Deep learning-based reconstruction of in vivo pelvis conductivity with a 3D patch-based convolutional neural network trained on simulated MR data

Abstract

Purpose: To demonstrate that mapping pelvis conductivity at 3T with deep learning (DL) is feasible.

Methods: 210 dielectric pelvic models were generated based on CT scans of 42 cervical cancer patients. For all dielectric models, electromagnetic and MR simulations with realistic accuracy and precision were performed to obtain $\left(B_1^{+}\right)$ and transceive phase (ϕ^± ). Simulated $\left(B_1^{+}\right)$ and ϕ^± served as input to a 3D patch-based convolutional neural network, which was trained in a supervised fashion to retrieve the conductivity. The same network architecture was retrained using only ϕ^± in input. Both network configurations were tested on simulated MR data and their conductivity reconstruction accuracy and precision were assessed. Furthermore, both network configurations were used to reconstruct conductivity maps from a healthy volunteer and two cervical cancer patients. DL-based conductivity was compared in vivo and in silico to Helmholtz-based (H-EPT) conductivity.

■ STUDY QUESTIONS:
(1) According to the pelvis conductivity abstract, how many dielectric pelvic models were generated?
(2) Say whether each statement agrees with the pelvis conductivity abstract, and quote the words that decide it. (a) The 3D patch-based convolutional neural network was trained in an unsupervised fashion. (b) Both network configurations were used on data from a healthy volunteer and two cervical cancer patients. (c) The study aimed to show that mapping pelvis conductivity is feasible at 7T.

■ SUPPLIED INFORMATION:

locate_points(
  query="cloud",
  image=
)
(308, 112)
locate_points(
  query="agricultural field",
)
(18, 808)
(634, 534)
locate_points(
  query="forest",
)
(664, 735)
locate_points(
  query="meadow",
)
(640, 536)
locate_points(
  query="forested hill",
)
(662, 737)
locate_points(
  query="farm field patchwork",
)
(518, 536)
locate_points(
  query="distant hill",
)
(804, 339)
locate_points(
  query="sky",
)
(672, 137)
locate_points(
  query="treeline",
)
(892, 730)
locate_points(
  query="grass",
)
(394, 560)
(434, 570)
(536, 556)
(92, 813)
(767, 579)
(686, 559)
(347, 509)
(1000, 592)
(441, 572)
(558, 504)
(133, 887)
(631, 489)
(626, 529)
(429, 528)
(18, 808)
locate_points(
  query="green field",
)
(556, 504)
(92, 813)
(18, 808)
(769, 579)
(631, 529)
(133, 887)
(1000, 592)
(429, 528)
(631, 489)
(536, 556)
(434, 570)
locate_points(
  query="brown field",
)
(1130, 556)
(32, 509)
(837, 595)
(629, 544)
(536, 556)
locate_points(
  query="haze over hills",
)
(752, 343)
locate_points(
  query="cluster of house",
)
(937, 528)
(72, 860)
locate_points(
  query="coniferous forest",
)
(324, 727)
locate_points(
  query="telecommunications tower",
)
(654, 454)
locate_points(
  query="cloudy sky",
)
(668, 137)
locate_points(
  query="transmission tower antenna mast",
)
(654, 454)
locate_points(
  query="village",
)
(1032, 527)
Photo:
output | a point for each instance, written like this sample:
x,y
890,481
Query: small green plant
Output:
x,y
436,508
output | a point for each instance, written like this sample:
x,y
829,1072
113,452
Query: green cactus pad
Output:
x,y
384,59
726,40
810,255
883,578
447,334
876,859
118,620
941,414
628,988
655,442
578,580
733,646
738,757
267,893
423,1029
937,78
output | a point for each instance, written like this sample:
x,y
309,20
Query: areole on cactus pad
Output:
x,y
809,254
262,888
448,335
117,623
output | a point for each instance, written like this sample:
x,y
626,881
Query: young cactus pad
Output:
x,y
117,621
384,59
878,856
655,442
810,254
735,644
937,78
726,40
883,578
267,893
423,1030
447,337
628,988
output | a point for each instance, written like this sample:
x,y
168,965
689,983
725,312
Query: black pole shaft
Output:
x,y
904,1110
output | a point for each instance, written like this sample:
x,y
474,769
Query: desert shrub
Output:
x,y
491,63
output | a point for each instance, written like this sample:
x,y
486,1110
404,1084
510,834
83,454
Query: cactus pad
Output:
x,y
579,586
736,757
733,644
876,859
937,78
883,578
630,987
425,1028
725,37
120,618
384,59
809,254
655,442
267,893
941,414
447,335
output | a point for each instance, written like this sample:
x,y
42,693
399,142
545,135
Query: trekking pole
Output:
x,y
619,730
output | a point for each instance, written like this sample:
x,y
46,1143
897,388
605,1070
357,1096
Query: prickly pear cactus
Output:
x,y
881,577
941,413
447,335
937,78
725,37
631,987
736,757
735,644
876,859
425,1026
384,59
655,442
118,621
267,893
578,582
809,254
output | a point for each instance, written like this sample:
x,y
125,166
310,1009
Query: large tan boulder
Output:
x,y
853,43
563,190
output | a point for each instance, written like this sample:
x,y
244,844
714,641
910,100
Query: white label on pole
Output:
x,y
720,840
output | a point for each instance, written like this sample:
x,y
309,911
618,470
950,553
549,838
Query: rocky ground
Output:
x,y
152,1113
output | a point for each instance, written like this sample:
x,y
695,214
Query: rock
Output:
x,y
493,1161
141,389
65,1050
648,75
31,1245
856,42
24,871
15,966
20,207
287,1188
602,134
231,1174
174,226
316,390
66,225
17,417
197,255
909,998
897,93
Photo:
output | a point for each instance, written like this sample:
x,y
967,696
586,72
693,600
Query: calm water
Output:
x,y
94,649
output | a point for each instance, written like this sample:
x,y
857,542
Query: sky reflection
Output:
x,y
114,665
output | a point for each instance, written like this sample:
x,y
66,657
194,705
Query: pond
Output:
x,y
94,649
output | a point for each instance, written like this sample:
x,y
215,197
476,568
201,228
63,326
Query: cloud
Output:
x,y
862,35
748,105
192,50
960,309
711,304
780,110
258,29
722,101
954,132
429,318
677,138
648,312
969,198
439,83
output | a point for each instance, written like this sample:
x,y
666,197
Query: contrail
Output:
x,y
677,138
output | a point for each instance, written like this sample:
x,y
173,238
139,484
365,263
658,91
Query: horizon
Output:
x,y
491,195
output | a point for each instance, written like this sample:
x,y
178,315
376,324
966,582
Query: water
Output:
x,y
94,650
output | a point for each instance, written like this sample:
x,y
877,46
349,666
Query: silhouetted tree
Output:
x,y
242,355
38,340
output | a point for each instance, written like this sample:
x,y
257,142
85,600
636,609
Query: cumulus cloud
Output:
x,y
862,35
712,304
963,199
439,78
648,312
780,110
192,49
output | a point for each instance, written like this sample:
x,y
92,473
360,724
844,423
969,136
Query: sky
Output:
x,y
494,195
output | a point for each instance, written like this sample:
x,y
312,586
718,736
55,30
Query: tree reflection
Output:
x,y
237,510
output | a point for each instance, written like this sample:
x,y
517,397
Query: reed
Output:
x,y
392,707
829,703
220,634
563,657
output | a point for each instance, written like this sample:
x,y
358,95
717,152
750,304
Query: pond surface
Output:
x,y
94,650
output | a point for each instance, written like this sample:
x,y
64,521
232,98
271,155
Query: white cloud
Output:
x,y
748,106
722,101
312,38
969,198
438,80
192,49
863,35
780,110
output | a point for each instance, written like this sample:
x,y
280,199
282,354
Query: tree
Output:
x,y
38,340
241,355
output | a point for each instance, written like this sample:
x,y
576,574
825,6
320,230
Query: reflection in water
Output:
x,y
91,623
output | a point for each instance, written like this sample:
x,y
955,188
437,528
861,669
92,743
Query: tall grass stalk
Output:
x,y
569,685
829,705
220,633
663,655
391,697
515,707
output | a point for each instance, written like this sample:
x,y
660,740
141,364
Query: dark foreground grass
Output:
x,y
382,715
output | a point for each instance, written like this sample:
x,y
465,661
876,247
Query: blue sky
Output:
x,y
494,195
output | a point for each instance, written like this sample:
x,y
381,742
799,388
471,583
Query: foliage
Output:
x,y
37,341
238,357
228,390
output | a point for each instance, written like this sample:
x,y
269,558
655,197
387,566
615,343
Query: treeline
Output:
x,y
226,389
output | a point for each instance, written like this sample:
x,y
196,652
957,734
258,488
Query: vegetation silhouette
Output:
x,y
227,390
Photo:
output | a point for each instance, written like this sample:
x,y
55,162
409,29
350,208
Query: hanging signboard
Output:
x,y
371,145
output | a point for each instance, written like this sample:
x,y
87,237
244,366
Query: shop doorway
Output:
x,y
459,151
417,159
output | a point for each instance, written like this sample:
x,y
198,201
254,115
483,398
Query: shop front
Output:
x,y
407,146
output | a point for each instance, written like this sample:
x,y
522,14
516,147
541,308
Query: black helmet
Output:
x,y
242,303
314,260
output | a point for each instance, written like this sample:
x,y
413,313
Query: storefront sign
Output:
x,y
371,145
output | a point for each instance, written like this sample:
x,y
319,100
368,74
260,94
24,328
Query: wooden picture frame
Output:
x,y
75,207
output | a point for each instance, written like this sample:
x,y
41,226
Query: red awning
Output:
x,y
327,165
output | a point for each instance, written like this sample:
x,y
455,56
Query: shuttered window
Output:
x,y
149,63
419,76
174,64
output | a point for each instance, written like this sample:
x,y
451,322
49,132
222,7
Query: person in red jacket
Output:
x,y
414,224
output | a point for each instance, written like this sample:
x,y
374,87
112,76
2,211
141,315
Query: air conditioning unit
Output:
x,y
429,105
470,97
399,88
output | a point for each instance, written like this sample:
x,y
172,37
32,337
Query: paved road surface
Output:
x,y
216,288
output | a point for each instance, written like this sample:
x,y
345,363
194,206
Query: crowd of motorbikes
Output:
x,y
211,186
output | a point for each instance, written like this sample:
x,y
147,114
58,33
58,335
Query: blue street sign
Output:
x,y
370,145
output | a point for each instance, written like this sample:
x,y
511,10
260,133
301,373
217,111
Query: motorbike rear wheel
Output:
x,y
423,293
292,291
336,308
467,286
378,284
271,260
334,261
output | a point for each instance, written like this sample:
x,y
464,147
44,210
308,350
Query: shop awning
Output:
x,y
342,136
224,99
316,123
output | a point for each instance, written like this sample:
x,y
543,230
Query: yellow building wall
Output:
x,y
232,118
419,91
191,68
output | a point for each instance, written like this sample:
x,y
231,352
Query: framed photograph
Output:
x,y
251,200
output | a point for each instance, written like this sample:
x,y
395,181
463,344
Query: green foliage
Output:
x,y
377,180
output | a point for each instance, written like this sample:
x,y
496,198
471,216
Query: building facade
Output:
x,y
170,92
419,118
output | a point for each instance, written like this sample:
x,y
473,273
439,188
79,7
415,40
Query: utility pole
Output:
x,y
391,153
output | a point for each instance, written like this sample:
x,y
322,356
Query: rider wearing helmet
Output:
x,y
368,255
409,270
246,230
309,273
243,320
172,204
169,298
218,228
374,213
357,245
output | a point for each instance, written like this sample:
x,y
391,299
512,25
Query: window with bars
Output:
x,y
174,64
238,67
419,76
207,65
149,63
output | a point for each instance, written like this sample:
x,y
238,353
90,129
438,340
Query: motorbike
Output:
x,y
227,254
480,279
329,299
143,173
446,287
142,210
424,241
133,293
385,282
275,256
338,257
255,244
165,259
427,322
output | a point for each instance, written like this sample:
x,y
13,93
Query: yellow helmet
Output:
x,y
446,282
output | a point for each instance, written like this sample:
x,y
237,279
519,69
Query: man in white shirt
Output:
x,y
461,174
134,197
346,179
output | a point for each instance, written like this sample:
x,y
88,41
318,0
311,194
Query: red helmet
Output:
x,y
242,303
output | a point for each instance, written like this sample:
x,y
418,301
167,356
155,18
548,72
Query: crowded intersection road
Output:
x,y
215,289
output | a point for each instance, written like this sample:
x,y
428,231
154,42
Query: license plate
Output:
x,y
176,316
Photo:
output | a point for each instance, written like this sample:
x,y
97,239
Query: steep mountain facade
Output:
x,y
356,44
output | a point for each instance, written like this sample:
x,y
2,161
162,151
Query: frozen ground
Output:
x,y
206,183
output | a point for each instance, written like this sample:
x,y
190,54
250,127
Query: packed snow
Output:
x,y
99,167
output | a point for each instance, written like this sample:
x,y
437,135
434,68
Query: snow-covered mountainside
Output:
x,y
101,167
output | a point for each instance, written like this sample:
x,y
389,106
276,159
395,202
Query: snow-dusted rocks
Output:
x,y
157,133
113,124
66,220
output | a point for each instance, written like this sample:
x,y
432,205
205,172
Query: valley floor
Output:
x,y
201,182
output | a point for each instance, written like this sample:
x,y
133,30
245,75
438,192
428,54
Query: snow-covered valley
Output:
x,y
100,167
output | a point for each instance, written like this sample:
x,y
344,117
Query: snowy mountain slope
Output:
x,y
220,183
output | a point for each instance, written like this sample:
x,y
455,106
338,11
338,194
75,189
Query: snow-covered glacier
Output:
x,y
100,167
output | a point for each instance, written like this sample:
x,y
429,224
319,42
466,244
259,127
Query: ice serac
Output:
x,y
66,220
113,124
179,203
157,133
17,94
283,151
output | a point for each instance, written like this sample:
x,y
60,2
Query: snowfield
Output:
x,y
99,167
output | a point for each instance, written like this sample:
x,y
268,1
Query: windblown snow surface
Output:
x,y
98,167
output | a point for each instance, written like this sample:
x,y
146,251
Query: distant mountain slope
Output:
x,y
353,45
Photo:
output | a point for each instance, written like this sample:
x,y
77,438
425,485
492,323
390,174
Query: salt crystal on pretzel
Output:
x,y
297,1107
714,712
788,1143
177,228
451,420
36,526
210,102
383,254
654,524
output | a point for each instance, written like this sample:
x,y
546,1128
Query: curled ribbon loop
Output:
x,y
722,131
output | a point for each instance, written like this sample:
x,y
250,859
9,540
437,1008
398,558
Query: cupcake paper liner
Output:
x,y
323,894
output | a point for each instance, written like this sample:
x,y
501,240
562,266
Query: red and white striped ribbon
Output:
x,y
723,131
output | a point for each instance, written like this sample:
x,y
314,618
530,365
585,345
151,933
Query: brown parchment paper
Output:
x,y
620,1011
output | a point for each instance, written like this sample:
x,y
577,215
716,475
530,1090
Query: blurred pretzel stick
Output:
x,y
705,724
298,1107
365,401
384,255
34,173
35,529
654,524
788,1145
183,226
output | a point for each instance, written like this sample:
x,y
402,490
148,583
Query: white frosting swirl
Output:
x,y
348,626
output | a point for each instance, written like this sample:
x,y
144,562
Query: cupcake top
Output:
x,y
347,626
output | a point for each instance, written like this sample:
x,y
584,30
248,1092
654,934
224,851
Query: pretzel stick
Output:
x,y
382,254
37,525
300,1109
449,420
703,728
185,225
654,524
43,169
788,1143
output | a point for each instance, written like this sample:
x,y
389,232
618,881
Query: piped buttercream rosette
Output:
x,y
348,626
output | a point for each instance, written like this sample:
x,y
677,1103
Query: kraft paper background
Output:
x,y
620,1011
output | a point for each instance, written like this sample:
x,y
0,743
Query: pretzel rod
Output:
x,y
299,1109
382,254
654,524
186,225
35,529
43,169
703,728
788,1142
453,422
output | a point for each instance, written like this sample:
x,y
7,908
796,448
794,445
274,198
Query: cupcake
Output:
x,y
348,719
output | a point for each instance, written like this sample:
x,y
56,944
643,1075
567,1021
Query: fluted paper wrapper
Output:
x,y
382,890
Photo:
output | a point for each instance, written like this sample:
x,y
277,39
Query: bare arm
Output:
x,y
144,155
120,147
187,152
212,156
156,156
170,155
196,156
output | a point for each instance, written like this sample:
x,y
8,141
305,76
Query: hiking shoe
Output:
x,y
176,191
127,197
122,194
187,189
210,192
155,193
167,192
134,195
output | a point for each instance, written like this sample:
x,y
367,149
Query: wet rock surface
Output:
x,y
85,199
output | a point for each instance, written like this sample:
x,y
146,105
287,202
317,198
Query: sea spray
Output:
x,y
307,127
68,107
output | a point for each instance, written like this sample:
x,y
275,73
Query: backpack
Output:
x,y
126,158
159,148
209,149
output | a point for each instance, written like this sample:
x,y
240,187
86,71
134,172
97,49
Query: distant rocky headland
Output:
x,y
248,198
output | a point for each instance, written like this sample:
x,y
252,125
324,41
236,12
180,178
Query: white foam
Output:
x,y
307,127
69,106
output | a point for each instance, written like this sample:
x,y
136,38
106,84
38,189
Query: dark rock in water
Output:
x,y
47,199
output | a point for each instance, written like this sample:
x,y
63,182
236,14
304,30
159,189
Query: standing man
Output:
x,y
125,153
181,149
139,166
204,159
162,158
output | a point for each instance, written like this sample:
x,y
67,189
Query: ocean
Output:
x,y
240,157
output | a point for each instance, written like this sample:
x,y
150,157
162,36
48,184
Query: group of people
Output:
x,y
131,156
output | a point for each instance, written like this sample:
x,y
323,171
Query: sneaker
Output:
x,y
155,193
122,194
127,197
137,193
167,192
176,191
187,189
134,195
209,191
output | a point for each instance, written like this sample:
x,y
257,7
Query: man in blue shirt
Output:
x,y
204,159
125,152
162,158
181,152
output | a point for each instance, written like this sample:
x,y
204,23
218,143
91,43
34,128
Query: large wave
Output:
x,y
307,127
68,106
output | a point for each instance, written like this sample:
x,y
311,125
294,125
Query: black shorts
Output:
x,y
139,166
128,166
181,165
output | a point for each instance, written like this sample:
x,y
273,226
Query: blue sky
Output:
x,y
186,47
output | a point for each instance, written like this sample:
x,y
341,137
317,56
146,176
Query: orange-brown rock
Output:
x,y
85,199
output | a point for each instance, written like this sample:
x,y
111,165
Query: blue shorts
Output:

■ ANSWERS FOR THIS EXERCISE:
(1) 210 dielectric pelvic models.

(2)
(a) No: "trained in a supervised fashion to retrieve the conductivity"
(b) Yes: "reconstruct conductivity maps from a healthy volunteer and two cervical cancer patients"
(c) No: "mapping pelvis conductivity at 3T with deep learning (DL) is feasible"